_BRANO SELEZIONATO_
··········
IL BARATTO PITAGORICO




Gli elogi che Galileo rivolse a Copernico e ad Aristarco, nel Dialogo sui due massimi sistemi del mondo, per “aver fatta con la ragione tanta violenza al senso”, fino a divenire padrona della loro fede, sono molto indicativi per comprendere come sia stato possibile l’imporsi di un modello celeste immaginato, rispetto alla stessa realtà celeste. Ossia, l’idea del movimento della Terra, a tutti gli effetti ferma, rispetto al tangibile moto del Sole e delle stelle. In questo procedimento, non solo il pensare e l’essere, il razionale ed il reale sono stati equiparati. Ma la prima categoria si è imposta sulla seconda, adombrandola. Questo singolare avvicendamento è avvenuto in nome di quella scienza che nei suoi protocolli dichiarava di avere come oggetto lo studio induttivo della realtà, mediante il linguaggio oggettivo della misura geometrica e matematica.
··········
_CONSEGNA SCRITTA 1_
Ripeti parola per parola il passo del brano su Galileo e Copernico che comincia con "Gli elogi che" e finisce con "geometrica e matematica.".
_CONSEGNA SCRITTA 2_
Prosegui il brano su Galileo e Copernico, riprendendo subito dopo la sua ultima frase.
Per questo lavoro i record non servono.

_RECORD FORNITI_
··········
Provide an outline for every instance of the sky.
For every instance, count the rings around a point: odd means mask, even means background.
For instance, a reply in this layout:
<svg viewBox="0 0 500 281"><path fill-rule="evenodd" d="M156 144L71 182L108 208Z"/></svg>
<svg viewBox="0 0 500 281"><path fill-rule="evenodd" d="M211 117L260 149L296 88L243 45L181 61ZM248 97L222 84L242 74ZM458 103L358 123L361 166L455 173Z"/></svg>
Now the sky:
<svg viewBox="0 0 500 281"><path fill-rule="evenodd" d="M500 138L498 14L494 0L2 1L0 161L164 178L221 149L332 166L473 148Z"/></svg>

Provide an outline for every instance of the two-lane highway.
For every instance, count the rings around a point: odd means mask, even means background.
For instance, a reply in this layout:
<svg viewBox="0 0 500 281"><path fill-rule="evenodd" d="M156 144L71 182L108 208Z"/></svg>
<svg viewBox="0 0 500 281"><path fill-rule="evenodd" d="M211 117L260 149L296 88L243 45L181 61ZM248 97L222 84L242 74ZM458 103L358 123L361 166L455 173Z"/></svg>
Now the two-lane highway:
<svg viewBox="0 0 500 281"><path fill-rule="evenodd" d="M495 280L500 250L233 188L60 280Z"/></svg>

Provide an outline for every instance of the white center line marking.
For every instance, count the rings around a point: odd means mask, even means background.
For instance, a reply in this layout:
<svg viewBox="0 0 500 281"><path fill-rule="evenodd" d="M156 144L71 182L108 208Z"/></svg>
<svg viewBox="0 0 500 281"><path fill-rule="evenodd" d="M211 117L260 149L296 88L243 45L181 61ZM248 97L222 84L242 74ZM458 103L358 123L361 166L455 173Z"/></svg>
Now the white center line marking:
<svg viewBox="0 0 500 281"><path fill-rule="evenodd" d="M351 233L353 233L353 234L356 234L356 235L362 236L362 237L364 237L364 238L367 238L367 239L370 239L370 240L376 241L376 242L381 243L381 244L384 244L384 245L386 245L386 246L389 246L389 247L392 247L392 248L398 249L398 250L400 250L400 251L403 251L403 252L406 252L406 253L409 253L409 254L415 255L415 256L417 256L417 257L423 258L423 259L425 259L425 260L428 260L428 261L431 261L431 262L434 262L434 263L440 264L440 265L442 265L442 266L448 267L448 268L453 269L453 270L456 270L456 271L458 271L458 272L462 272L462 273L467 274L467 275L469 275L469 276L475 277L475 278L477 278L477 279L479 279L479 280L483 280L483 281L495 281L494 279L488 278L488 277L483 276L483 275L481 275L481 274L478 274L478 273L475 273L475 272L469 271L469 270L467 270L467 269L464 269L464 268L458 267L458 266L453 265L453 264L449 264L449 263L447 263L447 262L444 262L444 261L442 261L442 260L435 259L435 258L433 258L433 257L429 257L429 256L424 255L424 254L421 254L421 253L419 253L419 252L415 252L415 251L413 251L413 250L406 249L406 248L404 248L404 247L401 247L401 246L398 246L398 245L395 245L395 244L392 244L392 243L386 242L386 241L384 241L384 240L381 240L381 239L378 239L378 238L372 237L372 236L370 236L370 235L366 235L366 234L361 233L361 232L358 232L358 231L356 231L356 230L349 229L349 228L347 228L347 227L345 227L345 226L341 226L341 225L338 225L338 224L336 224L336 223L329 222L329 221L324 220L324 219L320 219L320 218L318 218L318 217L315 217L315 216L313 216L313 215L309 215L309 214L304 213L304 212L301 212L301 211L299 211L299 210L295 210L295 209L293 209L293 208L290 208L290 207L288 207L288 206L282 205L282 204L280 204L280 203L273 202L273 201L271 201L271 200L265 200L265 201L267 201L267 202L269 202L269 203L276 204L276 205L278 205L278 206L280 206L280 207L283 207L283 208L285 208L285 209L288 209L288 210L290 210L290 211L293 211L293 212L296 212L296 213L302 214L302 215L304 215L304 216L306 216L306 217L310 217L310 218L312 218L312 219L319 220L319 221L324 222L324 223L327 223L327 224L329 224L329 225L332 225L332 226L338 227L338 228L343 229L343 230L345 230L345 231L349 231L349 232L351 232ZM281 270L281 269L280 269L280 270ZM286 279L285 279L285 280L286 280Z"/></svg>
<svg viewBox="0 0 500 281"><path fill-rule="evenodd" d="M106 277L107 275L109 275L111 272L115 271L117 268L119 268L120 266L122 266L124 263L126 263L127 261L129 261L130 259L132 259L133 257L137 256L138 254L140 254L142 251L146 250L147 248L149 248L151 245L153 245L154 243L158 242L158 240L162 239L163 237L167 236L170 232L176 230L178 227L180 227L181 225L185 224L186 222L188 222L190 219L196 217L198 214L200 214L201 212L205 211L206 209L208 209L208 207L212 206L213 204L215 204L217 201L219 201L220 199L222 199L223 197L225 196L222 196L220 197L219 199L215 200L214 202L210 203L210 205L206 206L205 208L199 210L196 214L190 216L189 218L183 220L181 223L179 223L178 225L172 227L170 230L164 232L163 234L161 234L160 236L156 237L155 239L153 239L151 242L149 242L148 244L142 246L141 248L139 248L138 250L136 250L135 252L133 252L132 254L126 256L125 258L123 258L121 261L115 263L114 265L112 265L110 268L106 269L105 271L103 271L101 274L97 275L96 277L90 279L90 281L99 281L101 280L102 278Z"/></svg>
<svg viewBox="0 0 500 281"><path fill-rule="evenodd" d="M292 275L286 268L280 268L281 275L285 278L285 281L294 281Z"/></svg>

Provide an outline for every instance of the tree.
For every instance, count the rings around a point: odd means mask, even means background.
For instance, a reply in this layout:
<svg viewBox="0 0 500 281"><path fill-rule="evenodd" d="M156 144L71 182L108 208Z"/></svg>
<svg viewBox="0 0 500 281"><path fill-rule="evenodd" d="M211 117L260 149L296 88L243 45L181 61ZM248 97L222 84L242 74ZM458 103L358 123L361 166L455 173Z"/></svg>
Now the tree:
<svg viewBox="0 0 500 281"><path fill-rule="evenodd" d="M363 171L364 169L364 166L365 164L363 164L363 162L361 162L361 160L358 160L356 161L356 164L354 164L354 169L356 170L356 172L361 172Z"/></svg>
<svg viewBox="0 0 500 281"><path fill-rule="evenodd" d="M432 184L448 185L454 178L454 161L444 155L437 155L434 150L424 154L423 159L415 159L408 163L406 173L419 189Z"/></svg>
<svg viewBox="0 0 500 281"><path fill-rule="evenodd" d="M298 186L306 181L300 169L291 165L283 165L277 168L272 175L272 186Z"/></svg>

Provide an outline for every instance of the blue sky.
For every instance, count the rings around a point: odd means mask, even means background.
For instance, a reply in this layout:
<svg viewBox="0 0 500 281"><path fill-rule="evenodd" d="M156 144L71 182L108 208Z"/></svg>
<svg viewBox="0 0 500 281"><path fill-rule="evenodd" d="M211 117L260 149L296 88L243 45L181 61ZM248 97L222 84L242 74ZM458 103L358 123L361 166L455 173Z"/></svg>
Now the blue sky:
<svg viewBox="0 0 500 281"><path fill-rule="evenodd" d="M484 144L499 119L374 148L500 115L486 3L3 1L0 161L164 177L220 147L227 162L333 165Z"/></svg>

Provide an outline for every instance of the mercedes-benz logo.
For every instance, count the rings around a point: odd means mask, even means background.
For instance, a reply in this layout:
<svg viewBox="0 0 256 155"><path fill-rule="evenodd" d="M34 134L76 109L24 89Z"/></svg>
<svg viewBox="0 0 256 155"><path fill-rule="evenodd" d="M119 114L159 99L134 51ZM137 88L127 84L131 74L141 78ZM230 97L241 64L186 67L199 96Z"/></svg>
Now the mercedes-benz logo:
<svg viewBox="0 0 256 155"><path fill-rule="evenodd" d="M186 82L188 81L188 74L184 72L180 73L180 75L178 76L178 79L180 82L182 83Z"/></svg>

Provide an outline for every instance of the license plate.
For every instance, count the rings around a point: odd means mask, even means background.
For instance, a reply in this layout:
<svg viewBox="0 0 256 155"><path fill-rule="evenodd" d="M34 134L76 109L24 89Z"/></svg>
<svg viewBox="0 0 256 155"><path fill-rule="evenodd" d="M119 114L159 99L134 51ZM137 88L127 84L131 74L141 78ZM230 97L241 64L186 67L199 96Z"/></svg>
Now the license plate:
··········
_RISPOSTA 1_
Gli elogi che Galileo rivolse a Copernico e ad Aristarco, nel Dialogo sui due massimi sistemi del mondo, per “aver fatta con la ragione tanta violenza al senso”, fino a divenire padrona della loro fede, sono molto indicativi per comprendere come sia stato possibile l’imporsi di un modello celeste immaginato, rispetto alla stessa realtà celeste. Ossia, l’idea del movimento della Terra, a tutti gli effetti ferma, rispetto al tangibile moto del Sole e delle stelle. In questo procedimento, non solo il pensare e l’essere, il razionale ed il reale sono stati equiparati. Ma la prima categoria si è imposta sulla seconda, adombrandola. Questo singolare avvicendamento è avvenuto in nome di quella scienza che nei suoi protocolli dichiarava di avere come oggetto lo studio induttivo della realtà, mediante il linguaggio oggettivo della misura geometrica e matematica.

_RISPOSTA 2_
Il moto effettivo del Sole e dei pianeti, percepito da tutti come evidente realtà, venne dunque dichiarato apparente e illusorio, a partire dal 1500. Sorretto da antiaristoteliche spinte sotterranee, venne invece innalzato il modello pitagorico eliocentrico, del tutto inadeguato ed insufficiente, sia per le pseudo prove poste a suo fondamento, i dati astronomici proposti non corrispondevano affatto a quelli celesti. Sia perché contrario al principio di contraddizione dell’essere. La terra infatti, al tempo stesso, veniva dichiarata in movimento rispetto all’idea, pur se in quiete rispetto ai sensi. Il metodo utilizzato, contro chi si opponeva a questa insolita immagine del cielo, fu quello dell’ironia e della denigrazione, mancando gli argomenti per confutare la validità del “senso comune”. Tale metodo sarcastico indirizzato ai sostenitori della quiete terrestre si è propagato nei secoli ed ancora perdura. Al giorno d’oggi, chi sostenesse, come chi scrive con i pochi seguaci, che la Terra è in quiete ed il Sole e gli altri corpi celesti in movimento, così come i sensi percepiscono, verrebbe ironicamente indicato come retrogrado, oscurantista, antiscientifico, ecc. Stesse accuse che vengono attribuite alla Chiesa Tridentina. Il realismo moderato sostenuto dagli scolastici medievali è infatti un indirizzo filosofico ritenuto ormai privo di fondamento, nonostante questo potrebbe significare che due più due non fanno quattro.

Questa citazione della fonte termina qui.